— START Source document —

- Born: 14 December 1918 Batavia, Dutch East Indies
- Died: 11 December 1978 (aged 59) Surakarta, Central Java, Indonesia

= Asa Bafaqih =

Indonesian journalist, diplomat, and politician

Asa Bafaqih (14 December 1918 – 11 December 1978) was an Indonesian journalist, diplomat, and politician. He was best known for being editor-in-chief of the Antara news agency and the Pemandangan newspaper. He also served as ambassador of Indonesia to Sri Lanka and Algeria.

==Early life==
Bafaqih was born in Tanah Abang, Batavia (now Jakarta), on 14 December 1918. He studied at the Jamiat Kheir Islamic private institution.

==Career==
Initially working as a religious studies teacher, Bafaqih began his journalistic career by translating Arabic articles to Malay for the daily newspaper Pemandangan. He also became a freelance writer for both Pemandangan and the weekly magazine Pandji. After Pemandangan was censured by the Dutch authorities, Bafaqih moved to the Japanese Dōmei news agency to work as an editor. He was still an editor by the time of the proclamation of Indonesian independence. Several hours before the event itself, fellow journalist Adam Malik contacted Bafaqih with a text of the proclamation, and Bafaqih passed it over for a colleague to transmit across the archipelago, without being discovered by Japanese censors. After Indonesian independence, the Dōmei branch became Antara, and Bafaqih worked there as editor-in-chief. He ran the Jakarta office of the agency when its headquarters moved to Yogyakarta in 1946, alongside Mochtar Lubis. Antara was closed for some time after Operation Kraai in 1948, during which Bafaqih worked at the nationalist newspaper Merdeka.

— END Source document —
— START Dataset extract —

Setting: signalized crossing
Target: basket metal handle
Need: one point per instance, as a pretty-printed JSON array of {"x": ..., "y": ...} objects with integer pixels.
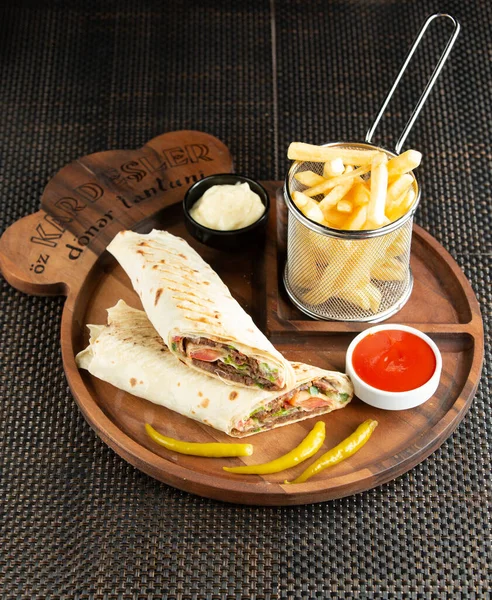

— END Dataset extract —
— START Dataset extract —

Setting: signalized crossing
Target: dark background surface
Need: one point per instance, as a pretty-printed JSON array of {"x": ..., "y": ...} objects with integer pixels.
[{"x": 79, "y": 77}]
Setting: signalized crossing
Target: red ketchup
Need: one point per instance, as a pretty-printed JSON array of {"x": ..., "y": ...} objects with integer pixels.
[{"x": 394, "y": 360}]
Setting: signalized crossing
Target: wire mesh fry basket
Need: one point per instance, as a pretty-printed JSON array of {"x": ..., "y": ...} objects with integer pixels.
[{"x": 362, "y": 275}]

— END Dataset extract —

_List of tasks_.
1: Say whether each statement below agrees with the article on Asa Bafaqih, answering yes or no and quoting the deciding words of the article. (a) Bafaqih was born in Tanah Abang. (b) In 1946 Bafaqih ran the agency's office in Yogyakarta. (c) While Antara was closed after Operation Kraai, Bafaqih worked at Merdeka.
2: Count the lines of the records that contain the string "Target", and give only that number.

_Responses per task_.
1:
(a) Yes: "Bafaqih was born in Tanah Abang, Batavia (now Jakarta), on 14 December 1918."
(b) No: "He ran the Jakarta office of the agency when its headquarters moved to Yogyakarta in 1946"
(c) Yes: "Antara was closed for some time after Operation Kraai in 1948, during which Bafaqih worked at the nationalist newspaper Merdeka."

2: 4